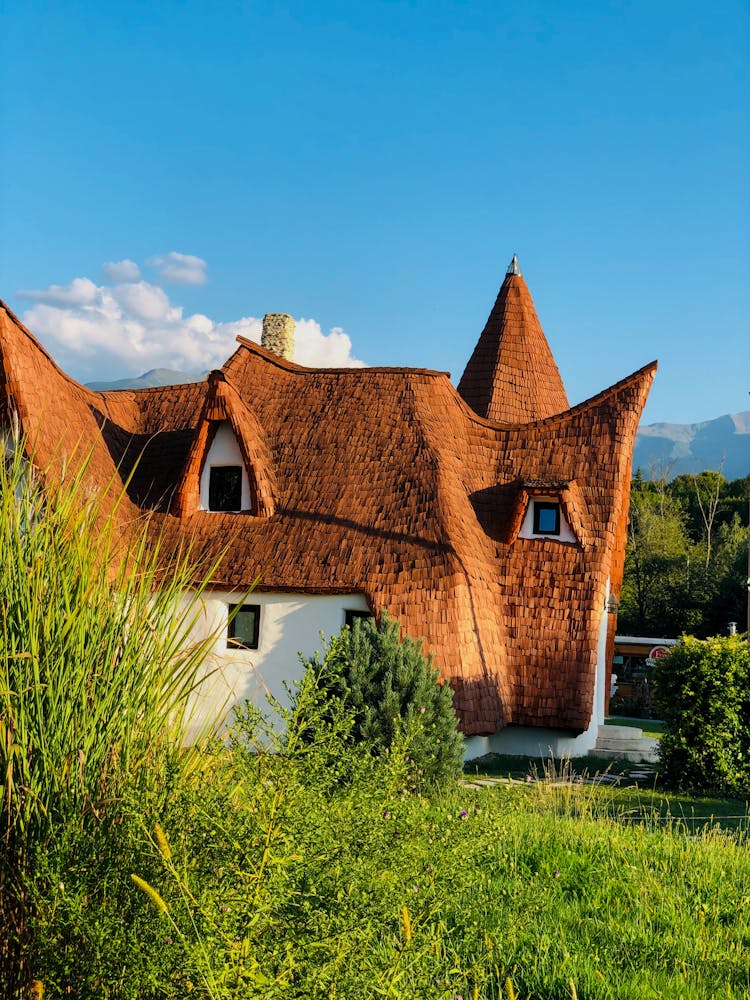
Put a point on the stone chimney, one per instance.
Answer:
(278, 334)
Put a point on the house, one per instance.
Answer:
(633, 660)
(489, 519)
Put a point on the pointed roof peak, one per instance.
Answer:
(512, 377)
(513, 267)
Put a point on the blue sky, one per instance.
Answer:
(372, 168)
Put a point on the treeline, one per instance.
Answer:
(686, 568)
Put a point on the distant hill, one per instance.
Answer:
(150, 379)
(670, 449)
(674, 449)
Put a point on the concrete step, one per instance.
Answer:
(625, 743)
(605, 743)
(617, 732)
(634, 756)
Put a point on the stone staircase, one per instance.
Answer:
(625, 743)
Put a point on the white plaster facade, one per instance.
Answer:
(224, 450)
(540, 742)
(290, 624)
(527, 527)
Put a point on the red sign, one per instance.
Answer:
(658, 653)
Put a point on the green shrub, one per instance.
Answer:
(394, 696)
(703, 687)
(97, 671)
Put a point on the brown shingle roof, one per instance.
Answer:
(382, 481)
(512, 377)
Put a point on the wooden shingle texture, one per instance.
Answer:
(390, 483)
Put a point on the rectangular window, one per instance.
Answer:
(546, 518)
(244, 628)
(351, 616)
(225, 487)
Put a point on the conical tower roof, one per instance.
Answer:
(512, 377)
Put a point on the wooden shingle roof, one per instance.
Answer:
(382, 481)
(512, 376)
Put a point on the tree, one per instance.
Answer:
(704, 690)
(394, 694)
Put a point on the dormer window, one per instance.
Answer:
(224, 482)
(225, 487)
(546, 517)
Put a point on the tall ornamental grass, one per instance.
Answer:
(97, 667)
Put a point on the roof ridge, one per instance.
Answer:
(585, 404)
(296, 369)
(39, 346)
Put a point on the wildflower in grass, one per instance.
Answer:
(406, 918)
(162, 843)
(156, 900)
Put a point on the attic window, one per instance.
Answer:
(225, 488)
(351, 616)
(546, 517)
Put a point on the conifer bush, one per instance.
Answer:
(704, 688)
(395, 698)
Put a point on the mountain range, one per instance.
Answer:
(660, 449)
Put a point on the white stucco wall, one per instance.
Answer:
(527, 527)
(540, 742)
(224, 450)
(289, 624)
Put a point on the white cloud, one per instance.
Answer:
(179, 268)
(118, 330)
(121, 270)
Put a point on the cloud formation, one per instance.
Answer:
(126, 327)
(179, 268)
(121, 270)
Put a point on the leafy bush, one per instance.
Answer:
(395, 698)
(97, 669)
(703, 687)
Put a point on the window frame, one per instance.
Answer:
(233, 642)
(541, 506)
(353, 614)
(225, 510)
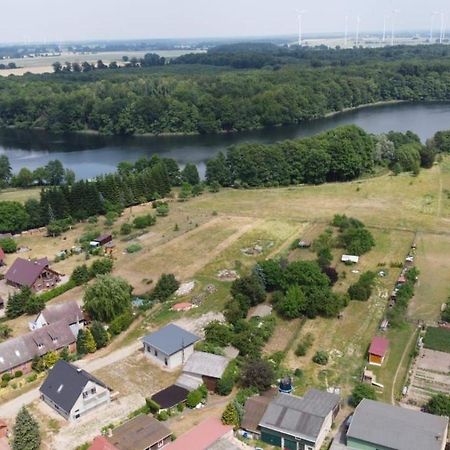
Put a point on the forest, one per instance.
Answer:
(200, 97)
(342, 154)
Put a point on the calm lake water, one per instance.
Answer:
(91, 155)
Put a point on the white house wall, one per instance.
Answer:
(93, 401)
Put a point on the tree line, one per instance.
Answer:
(342, 154)
(188, 98)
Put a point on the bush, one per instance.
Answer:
(121, 323)
(101, 267)
(141, 222)
(8, 245)
(126, 229)
(165, 287)
(134, 248)
(321, 357)
(194, 398)
(80, 275)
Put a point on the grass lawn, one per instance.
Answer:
(437, 339)
(19, 195)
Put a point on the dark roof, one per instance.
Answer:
(170, 396)
(69, 311)
(25, 272)
(390, 426)
(171, 339)
(139, 433)
(20, 350)
(65, 383)
(300, 417)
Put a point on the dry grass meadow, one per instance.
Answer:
(209, 233)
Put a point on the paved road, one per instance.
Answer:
(10, 409)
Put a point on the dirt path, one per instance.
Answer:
(11, 408)
(405, 353)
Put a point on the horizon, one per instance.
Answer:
(103, 20)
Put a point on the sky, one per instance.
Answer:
(65, 20)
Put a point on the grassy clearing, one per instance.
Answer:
(437, 339)
(19, 195)
(433, 287)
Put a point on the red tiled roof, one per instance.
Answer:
(379, 346)
(202, 436)
(101, 443)
(25, 272)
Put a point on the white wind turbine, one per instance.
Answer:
(396, 11)
(300, 15)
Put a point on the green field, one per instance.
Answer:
(437, 339)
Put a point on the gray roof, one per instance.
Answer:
(65, 383)
(300, 417)
(69, 311)
(396, 427)
(206, 364)
(20, 350)
(170, 339)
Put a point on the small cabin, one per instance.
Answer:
(378, 350)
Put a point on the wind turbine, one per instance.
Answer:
(346, 31)
(433, 15)
(300, 26)
(396, 11)
(358, 21)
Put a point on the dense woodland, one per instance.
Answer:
(193, 98)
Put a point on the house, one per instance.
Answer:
(70, 312)
(203, 436)
(299, 423)
(170, 396)
(377, 425)
(254, 410)
(377, 350)
(18, 353)
(73, 392)
(141, 433)
(351, 259)
(170, 347)
(203, 368)
(35, 274)
(101, 240)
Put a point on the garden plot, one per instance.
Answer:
(430, 375)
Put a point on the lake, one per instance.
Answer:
(91, 155)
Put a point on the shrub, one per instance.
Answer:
(321, 357)
(134, 248)
(126, 229)
(101, 267)
(8, 245)
(194, 398)
(141, 222)
(121, 323)
(80, 275)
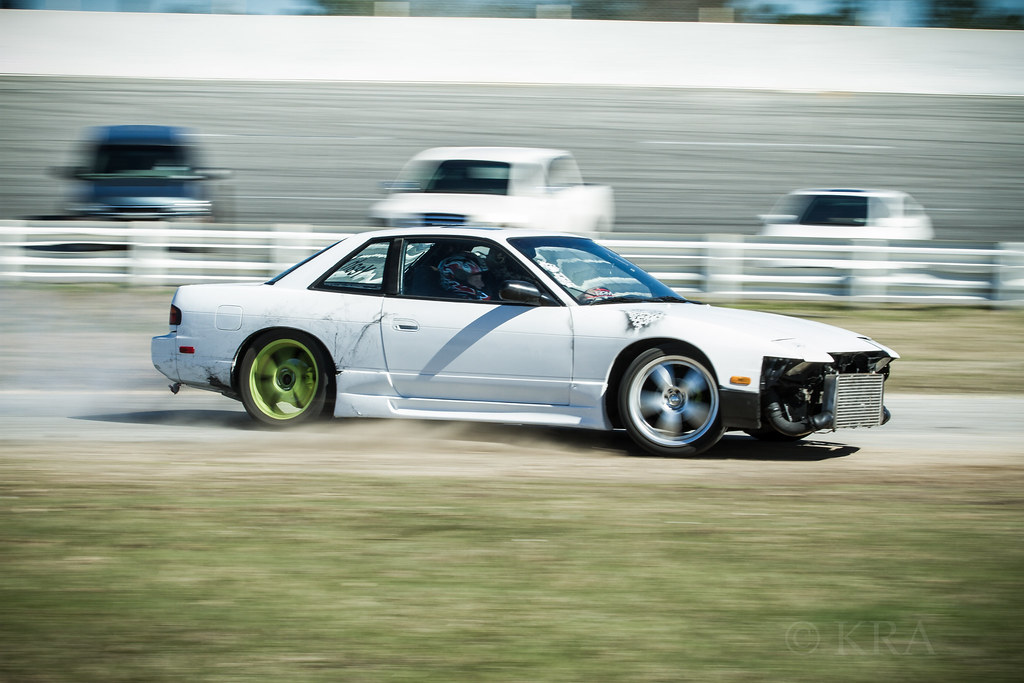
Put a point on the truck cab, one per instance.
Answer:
(141, 173)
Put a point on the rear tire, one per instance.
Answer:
(283, 379)
(670, 404)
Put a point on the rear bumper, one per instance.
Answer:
(163, 350)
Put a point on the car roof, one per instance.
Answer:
(850, 191)
(499, 233)
(138, 134)
(509, 155)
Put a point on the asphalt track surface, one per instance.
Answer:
(681, 162)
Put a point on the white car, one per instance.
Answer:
(870, 214)
(514, 327)
(530, 187)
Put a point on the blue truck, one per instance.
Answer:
(142, 173)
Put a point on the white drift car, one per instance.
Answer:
(514, 327)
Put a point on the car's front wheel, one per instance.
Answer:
(283, 378)
(670, 404)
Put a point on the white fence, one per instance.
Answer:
(716, 267)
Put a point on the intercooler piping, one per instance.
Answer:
(776, 417)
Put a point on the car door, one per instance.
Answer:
(439, 346)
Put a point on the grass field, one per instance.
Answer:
(353, 579)
(139, 562)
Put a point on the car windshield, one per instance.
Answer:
(140, 160)
(458, 176)
(592, 273)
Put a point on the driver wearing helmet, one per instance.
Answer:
(462, 274)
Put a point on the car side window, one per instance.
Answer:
(827, 210)
(458, 269)
(364, 271)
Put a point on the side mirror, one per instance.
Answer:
(214, 173)
(519, 291)
(68, 172)
(400, 186)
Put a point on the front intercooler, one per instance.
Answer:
(855, 400)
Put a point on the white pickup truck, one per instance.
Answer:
(496, 186)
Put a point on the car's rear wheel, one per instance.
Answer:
(283, 379)
(670, 404)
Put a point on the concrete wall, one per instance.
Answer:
(472, 50)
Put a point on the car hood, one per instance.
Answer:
(139, 191)
(779, 335)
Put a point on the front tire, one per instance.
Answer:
(283, 379)
(670, 403)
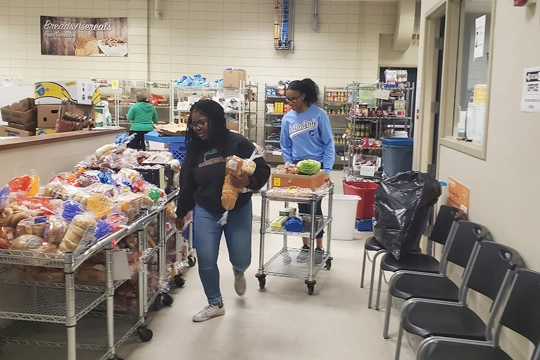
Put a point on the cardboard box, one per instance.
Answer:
(312, 182)
(232, 78)
(48, 115)
(45, 131)
(80, 92)
(160, 175)
(28, 127)
(232, 125)
(22, 112)
(9, 131)
(84, 110)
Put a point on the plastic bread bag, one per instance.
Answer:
(88, 178)
(55, 229)
(100, 205)
(71, 209)
(6, 237)
(31, 226)
(4, 197)
(129, 204)
(249, 166)
(80, 235)
(108, 190)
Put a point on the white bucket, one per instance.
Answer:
(344, 216)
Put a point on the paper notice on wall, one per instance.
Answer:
(479, 36)
(458, 195)
(530, 100)
(476, 114)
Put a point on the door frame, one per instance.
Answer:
(425, 125)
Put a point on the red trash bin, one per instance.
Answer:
(366, 191)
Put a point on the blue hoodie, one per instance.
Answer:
(308, 135)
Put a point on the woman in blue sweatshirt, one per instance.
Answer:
(306, 133)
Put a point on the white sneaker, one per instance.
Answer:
(209, 312)
(240, 284)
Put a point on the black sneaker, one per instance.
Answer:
(319, 256)
(303, 256)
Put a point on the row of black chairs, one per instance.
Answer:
(436, 308)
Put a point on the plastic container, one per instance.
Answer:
(366, 191)
(364, 225)
(343, 217)
(397, 155)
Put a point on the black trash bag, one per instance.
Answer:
(402, 204)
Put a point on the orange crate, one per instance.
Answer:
(312, 182)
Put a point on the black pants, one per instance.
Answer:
(306, 209)
(138, 142)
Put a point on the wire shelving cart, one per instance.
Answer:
(284, 263)
(70, 319)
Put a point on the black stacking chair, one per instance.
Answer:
(521, 314)
(493, 270)
(419, 262)
(458, 250)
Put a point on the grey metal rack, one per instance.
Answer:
(64, 319)
(282, 263)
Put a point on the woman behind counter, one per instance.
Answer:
(143, 115)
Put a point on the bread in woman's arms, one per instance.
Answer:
(234, 165)
(229, 194)
(249, 167)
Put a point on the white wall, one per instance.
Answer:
(388, 57)
(504, 187)
(204, 37)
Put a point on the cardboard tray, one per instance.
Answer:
(312, 182)
(22, 112)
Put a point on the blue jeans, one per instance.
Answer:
(208, 234)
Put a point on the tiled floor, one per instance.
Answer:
(280, 322)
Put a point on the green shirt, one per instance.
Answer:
(143, 115)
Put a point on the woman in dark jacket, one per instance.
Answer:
(209, 143)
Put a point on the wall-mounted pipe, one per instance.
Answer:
(315, 18)
(157, 13)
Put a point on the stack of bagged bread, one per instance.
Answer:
(80, 225)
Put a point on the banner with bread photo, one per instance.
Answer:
(71, 36)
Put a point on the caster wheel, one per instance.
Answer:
(167, 299)
(157, 303)
(262, 282)
(145, 334)
(328, 264)
(179, 281)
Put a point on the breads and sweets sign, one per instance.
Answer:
(84, 36)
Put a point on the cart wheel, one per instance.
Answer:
(328, 264)
(167, 299)
(262, 281)
(157, 303)
(179, 281)
(145, 334)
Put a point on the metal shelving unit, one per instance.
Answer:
(337, 103)
(245, 116)
(372, 124)
(271, 127)
(283, 263)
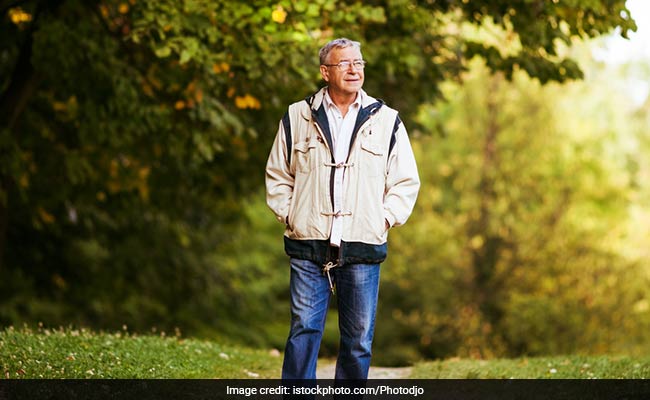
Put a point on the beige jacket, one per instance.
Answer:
(380, 182)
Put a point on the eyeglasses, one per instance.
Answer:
(345, 65)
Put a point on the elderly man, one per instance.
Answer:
(340, 174)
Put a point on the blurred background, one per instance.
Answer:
(133, 138)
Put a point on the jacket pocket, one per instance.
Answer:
(305, 155)
(371, 160)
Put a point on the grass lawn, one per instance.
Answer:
(80, 353)
(71, 353)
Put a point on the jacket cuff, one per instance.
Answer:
(390, 218)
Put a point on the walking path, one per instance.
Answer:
(326, 371)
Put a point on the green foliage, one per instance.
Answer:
(523, 213)
(560, 367)
(79, 353)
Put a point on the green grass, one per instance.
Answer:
(72, 353)
(561, 367)
(80, 353)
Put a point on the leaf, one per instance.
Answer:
(163, 52)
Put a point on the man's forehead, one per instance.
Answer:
(346, 53)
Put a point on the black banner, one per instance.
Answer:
(379, 389)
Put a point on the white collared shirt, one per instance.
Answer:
(341, 128)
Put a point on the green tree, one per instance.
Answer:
(130, 130)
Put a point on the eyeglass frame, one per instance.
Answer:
(345, 65)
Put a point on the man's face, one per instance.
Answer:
(347, 82)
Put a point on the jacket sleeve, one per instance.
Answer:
(402, 180)
(279, 178)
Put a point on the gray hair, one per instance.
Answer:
(340, 43)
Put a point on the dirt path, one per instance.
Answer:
(326, 371)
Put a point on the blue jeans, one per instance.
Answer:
(357, 287)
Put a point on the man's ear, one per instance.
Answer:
(324, 72)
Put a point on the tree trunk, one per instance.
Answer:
(485, 256)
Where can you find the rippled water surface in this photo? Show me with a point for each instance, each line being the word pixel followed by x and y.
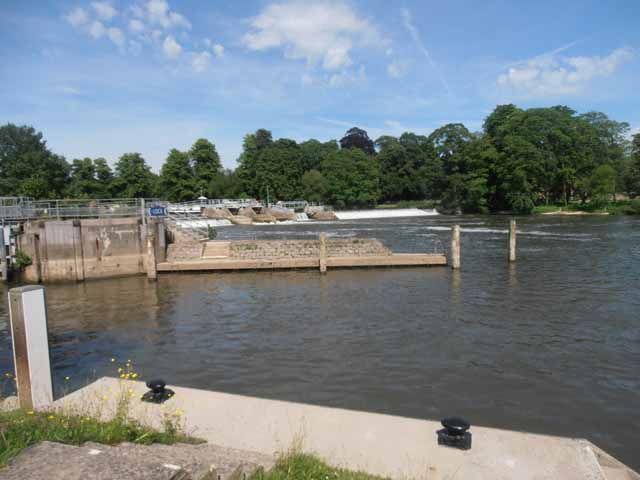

Your task:
Copy out each line of the entries above that holds "shrub".

Answer for this exercise:
Put a point on the green shrub, one per instance.
Put a point on the shrub, one per instance.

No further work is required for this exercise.